Output word for word the lines from the one with "Mark every instance of the stone" to the final line of the data, both ends included, but skip the pictures.

## DATASET ROWS
━━━━━━━━━━━━━━━━━━━━━━━━━━━━━━

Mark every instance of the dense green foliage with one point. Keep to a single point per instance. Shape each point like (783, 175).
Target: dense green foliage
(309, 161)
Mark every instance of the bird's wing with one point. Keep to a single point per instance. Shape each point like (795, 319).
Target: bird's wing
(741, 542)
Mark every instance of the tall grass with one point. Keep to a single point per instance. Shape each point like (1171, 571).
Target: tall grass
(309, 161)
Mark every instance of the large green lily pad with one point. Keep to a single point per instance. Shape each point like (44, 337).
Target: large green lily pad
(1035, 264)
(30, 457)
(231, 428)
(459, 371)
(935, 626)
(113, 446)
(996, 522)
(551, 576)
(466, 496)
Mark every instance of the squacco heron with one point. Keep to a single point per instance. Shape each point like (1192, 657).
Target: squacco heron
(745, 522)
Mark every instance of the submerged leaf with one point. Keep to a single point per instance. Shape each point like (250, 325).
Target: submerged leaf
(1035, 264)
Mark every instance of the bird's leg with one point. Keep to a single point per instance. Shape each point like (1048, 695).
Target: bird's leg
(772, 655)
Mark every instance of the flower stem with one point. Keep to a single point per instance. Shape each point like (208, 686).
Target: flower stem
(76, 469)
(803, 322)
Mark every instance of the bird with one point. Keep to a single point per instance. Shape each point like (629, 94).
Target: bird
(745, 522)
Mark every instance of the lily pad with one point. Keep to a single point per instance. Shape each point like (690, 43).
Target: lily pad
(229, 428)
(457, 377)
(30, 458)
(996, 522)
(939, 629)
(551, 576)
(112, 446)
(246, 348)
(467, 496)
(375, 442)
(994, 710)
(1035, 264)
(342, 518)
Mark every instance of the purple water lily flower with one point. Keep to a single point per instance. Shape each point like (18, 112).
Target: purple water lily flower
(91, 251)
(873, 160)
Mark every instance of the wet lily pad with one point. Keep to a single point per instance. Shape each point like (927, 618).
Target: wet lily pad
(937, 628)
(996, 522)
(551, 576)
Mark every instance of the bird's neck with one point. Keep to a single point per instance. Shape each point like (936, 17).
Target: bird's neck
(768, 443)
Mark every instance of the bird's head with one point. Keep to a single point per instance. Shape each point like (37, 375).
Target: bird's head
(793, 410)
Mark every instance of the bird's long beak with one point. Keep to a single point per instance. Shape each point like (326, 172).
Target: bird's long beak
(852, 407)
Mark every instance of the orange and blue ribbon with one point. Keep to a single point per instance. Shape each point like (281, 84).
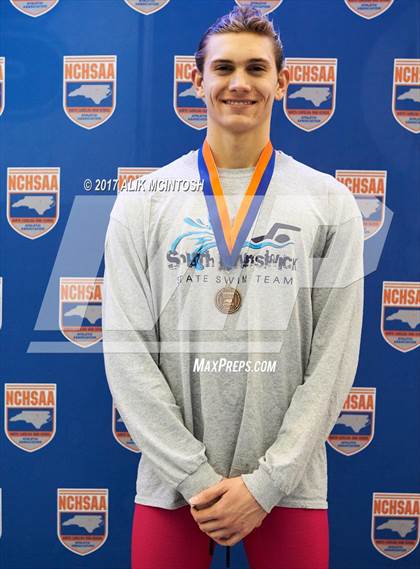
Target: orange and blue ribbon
(230, 239)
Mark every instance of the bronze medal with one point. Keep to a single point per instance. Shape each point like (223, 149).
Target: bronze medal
(228, 300)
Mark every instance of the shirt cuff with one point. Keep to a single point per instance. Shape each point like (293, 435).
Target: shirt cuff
(200, 480)
(266, 493)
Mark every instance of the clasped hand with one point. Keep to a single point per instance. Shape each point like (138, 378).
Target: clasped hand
(227, 511)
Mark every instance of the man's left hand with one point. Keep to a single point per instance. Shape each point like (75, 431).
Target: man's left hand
(233, 516)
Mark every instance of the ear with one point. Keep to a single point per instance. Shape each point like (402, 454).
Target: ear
(283, 81)
(197, 80)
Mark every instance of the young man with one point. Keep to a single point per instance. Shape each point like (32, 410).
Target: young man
(199, 293)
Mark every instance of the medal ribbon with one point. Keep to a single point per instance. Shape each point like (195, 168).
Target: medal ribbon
(229, 239)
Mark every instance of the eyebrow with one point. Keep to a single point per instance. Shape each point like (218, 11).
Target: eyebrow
(254, 60)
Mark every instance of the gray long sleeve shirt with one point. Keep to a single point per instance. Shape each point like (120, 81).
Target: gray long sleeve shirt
(168, 348)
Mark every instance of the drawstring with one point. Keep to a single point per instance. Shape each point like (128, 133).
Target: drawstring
(211, 548)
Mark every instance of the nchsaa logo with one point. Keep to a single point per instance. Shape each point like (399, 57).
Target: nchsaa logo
(120, 431)
(369, 189)
(146, 7)
(406, 93)
(400, 315)
(34, 8)
(395, 523)
(355, 426)
(33, 200)
(265, 6)
(310, 99)
(369, 8)
(30, 414)
(89, 88)
(82, 518)
(81, 310)
(2, 84)
(188, 107)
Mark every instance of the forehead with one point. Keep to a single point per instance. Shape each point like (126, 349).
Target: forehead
(239, 47)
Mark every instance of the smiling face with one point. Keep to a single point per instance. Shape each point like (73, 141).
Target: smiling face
(240, 82)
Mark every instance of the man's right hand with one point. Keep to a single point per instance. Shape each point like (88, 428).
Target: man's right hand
(208, 504)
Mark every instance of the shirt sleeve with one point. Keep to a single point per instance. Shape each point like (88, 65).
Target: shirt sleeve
(140, 391)
(337, 306)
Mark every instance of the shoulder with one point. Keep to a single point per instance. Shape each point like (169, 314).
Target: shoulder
(341, 203)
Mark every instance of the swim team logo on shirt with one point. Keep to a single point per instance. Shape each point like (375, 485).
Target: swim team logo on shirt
(202, 239)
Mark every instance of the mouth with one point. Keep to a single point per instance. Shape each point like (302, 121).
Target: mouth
(239, 102)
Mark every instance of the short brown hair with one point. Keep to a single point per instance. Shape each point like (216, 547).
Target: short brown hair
(241, 19)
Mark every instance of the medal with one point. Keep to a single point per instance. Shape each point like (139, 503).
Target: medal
(230, 239)
(228, 300)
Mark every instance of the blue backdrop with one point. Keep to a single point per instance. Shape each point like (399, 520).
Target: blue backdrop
(93, 92)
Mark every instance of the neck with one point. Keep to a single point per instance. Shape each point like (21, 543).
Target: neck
(232, 150)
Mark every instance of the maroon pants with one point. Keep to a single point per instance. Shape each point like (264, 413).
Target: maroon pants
(288, 538)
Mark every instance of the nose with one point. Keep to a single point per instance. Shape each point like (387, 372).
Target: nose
(239, 82)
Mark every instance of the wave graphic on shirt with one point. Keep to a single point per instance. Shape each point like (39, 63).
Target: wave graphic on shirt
(205, 240)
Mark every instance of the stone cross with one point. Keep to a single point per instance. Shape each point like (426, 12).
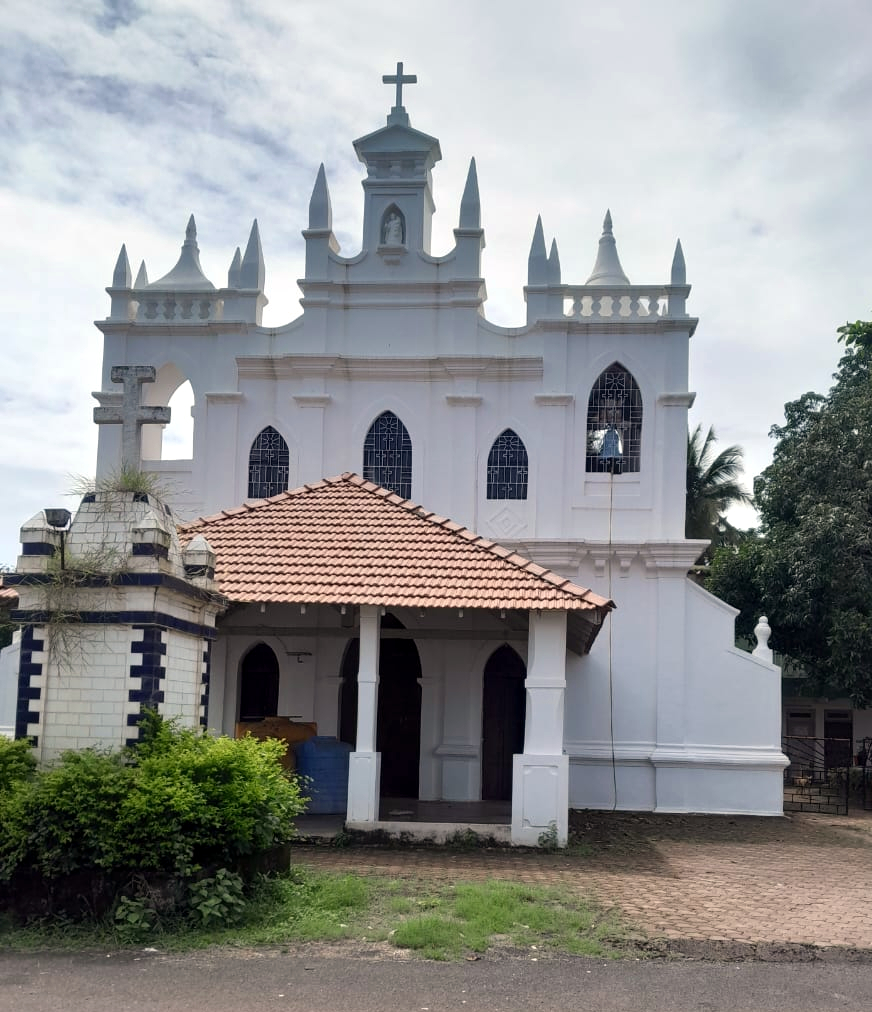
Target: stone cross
(400, 80)
(132, 415)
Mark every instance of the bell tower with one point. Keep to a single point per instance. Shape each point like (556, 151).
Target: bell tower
(399, 205)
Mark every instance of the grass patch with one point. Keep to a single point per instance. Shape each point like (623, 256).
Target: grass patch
(442, 923)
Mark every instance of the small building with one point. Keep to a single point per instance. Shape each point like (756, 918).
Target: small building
(557, 449)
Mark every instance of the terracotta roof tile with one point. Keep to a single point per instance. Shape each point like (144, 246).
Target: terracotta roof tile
(345, 540)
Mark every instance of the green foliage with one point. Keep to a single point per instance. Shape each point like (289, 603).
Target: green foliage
(216, 901)
(135, 919)
(713, 485)
(17, 762)
(548, 839)
(181, 800)
(811, 571)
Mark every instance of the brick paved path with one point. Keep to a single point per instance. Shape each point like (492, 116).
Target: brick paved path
(804, 878)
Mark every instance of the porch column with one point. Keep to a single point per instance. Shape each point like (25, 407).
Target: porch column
(540, 776)
(365, 763)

━━━━━━━━━━━━━━━━━━━━━━━━━━━━━━

## RESPONSE BELOW
Mark every instance of the stone cross with one point. Keep to a single point per instance. Shape each point like (426, 12).
Target: stone cross
(400, 80)
(132, 415)
Mark every instance of the bell tower with one point. Keep to a single point per instance. Shape each point like (556, 151).
Target: bell tower
(399, 205)
Mark every instance of the grass patch with one point. Keep to a single point per instance. Shape each point like (623, 256).
Target: grass patch
(442, 923)
Mark every instance of the small building with one point. Keep to a single point per instance. Shape each point like (756, 918).
Target: small building
(557, 449)
Mark every instance of the terracotta roof tile with one point. Keep to a single point per instance. Shape each point like (144, 246).
Target: terracotta roof tile
(345, 540)
Mark every instance of the green foliage with one point. Keep to a single point per instance. Shape each point like (289, 603).
Target: green foliage
(216, 901)
(135, 919)
(713, 485)
(17, 762)
(548, 839)
(181, 800)
(811, 571)
Mark every instance of the brick paved path with one point. Keep to a single point per instance. Shape each point like (492, 116).
Target: brick paved path
(804, 878)
Mark every instance of the porch column with one point. Keep to a single point per instance. Shape each point like (25, 407).
Target: porch column
(540, 776)
(365, 763)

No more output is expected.